*** Opening of SOURCE DATA ***
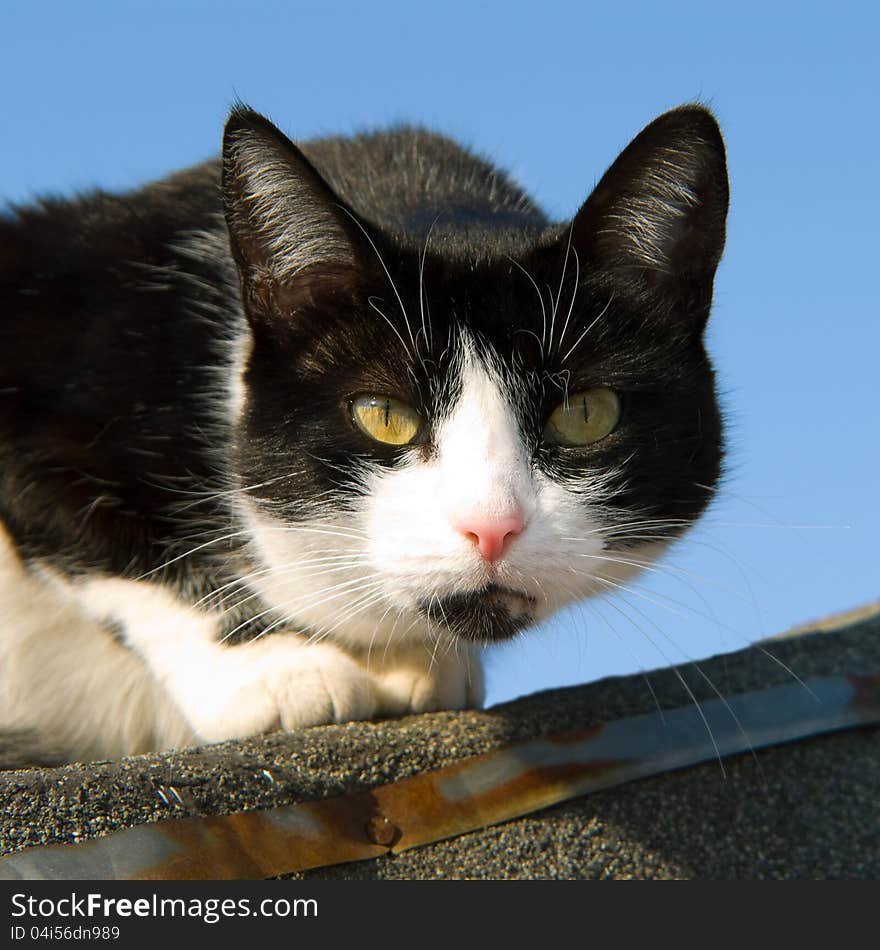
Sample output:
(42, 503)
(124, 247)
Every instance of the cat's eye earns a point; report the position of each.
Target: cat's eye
*** Close of SOURCE DATA ***
WHAT IS REQUIRED:
Images do not belong in the copy; reproduce all other parts of the records above verbatim.

RESPONSE:
Sample output:
(42, 503)
(124, 247)
Every instance of the cat's eye earns a point; report the position of each.
Target: cat's eye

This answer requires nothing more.